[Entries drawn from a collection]

-------------------------

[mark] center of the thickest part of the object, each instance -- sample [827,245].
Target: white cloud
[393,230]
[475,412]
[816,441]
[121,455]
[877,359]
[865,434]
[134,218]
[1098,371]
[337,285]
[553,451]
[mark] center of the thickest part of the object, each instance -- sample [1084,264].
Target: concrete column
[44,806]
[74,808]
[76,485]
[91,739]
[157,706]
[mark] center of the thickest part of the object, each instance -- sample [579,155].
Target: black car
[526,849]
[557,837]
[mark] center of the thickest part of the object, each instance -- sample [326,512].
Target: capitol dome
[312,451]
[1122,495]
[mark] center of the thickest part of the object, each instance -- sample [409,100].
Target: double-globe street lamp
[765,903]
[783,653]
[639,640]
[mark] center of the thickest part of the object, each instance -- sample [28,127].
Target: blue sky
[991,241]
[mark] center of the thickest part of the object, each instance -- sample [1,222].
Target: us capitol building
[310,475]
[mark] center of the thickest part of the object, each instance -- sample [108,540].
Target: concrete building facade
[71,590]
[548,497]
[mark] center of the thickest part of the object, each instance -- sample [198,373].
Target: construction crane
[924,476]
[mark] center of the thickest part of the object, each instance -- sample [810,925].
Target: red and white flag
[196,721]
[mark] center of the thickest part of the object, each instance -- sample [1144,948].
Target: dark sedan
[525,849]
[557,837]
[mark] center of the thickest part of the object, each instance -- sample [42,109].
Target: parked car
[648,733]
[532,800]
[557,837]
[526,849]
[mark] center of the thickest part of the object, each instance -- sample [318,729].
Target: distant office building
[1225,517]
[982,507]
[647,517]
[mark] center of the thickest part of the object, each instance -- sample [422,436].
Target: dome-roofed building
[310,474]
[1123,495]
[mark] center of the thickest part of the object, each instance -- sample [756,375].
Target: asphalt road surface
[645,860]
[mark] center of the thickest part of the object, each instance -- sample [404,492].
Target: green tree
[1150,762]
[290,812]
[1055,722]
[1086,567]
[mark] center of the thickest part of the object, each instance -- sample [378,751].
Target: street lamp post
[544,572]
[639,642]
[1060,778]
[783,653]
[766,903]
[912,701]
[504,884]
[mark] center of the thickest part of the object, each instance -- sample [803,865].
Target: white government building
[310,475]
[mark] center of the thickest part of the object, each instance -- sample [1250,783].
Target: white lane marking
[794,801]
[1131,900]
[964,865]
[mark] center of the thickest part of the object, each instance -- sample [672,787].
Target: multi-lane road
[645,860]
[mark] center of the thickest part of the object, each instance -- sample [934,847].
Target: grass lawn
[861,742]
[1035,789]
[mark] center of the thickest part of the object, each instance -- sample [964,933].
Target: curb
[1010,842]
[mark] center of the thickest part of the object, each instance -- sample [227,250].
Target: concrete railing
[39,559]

-------------------------

• _WHAT IS EXPECTED_
Output every line of the records above as a numbered list, leaving out any blank lines.

• _RESPONSE TO THE TASK_
1. [mark] center of the thickest part of the object, each instance -- sample [827,245].
2. Target: white cloud
3. [393,230]
4. [475,412]
5. [816,441]
6. [121,455]
7. [877,359]
8. [865,434]
9. [134,218]
10. [1098,371]
11. [337,285]
12. [553,451]
13. [mark] center of the thickest part of the object, each instance -- sample [1084,264].
14. Target: concrete column
15. [44,806]
16. [74,808]
17. [76,485]
18. [91,739]
19. [157,706]
20. [mark] center of the thickest part of the object, each instance -- sample [579,155].
21. Target: black car
22. [526,849]
23. [557,837]
24. [mark] center of the thickest part of the object, each instance -- sample [326,512].
25. Target: capitol dome
26. [312,451]
27. [1122,495]
28. [mark] center of the thickest part of the object, each instance -- sample [409,100].
29. Target: double-globe street lamp
30. [765,903]
31. [783,653]
32. [639,640]
33. [mark] center of the thickest part of the object, each instance -- sample [28,127].
34. Target: blue sky
35. [991,241]
36. [mark] center of the thickest part of the object, each instance -- sample [1,222].
37. Target: us capitol building
38. [310,475]
39. [mark] center of the thickest part of the object, each instance -- sample [108,540].
40. Target: concrete building facade
41. [71,590]
42. [548,497]
43. [mark] center of the thickest part of the object, each instance -- sample [198,373].
44. Target: construction crane
45. [924,476]
46. [mark] center of the thickest part of the object, each instance -- sample [810,925].
47. Target: red and white flag
48. [196,721]
49. [mark] center of the thickest part of the object, each instance -- sample [1144,948].
50. Target: dark sedan
51. [525,849]
52. [557,837]
53. [mark] center of the thickest part of the object, each instance -- sample [42,109].
54. Target: parked car
55. [648,733]
56. [532,800]
57. [557,837]
58. [526,849]
59. [mark] center of the thickest part of the object, each instance -- sample [318,729].
60. Target: distant office building
61. [1225,517]
62. [982,507]
63. [647,517]
64. [mark] center of the thickest part of the object, each instance -- sample [422,436].
65. Target: dome-roofed building
66. [310,474]
67. [1123,495]
68. [mark] center of the thickest part of the object, each instance -- sample [756,375].
69. Target: asphalt road surface
70. [645,860]
71. [mark] center of the thickest part of the object, each instance -- sample [404,492].
72. Target: green tree
73. [1150,762]
74. [290,812]
75. [1055,722]
76. [1086,567]
77. [mark] center of the thickest part of the object, each instance -- sample [378,751].
78. Target: street lamp post
79. [544,572]
80. [639,642]
81. [1060,778]
82. [783,653]
83. [766,903]
84. [912,701]
85. [504,884]
86. [mark] center of the thickest part of the object, each instance -- sample [803,865].
87. Target: white government building
88. [310,475]
89. [mark] center of the thickest part of the object, each instance -- sample [1250,783].
90. Target: white lane marking
91. [794,801]
92. [1131,900]
93. [964,865]
94. [mark] center of the thickest part of the object, each instance -- sample [672,787].
95. Target: multi-lane road
96. [645,860]
97. [mark] center of the thickest part of the object, each instance -- sample [934,847].
98. Target: grass lawn
99. [861,742]
100. [1035,789]
101. [mark] center of the thickest part of the object, each instance -- sample [964,933].
102. Target: curb
103. [1010,842]
104. [mark] center of the thickest part of the object, each instance -- sample [227,250].
105. Target: concrete railing
106. [39,559]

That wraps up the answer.